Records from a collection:
# # #

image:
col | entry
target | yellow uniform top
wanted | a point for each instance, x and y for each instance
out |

# # #

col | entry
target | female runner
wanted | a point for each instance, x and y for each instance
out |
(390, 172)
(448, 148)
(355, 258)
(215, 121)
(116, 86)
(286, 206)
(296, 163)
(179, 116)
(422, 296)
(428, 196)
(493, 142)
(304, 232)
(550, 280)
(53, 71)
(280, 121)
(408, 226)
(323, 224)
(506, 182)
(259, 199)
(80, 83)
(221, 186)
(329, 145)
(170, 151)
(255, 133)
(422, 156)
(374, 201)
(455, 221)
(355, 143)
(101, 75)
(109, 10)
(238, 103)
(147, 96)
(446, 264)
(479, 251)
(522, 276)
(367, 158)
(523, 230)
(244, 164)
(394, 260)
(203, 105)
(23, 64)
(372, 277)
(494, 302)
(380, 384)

# # #

Report each line of the items above that contains the string "target", matching case exactly.

■ Full response ■
target | yellow uniform top
target | female runner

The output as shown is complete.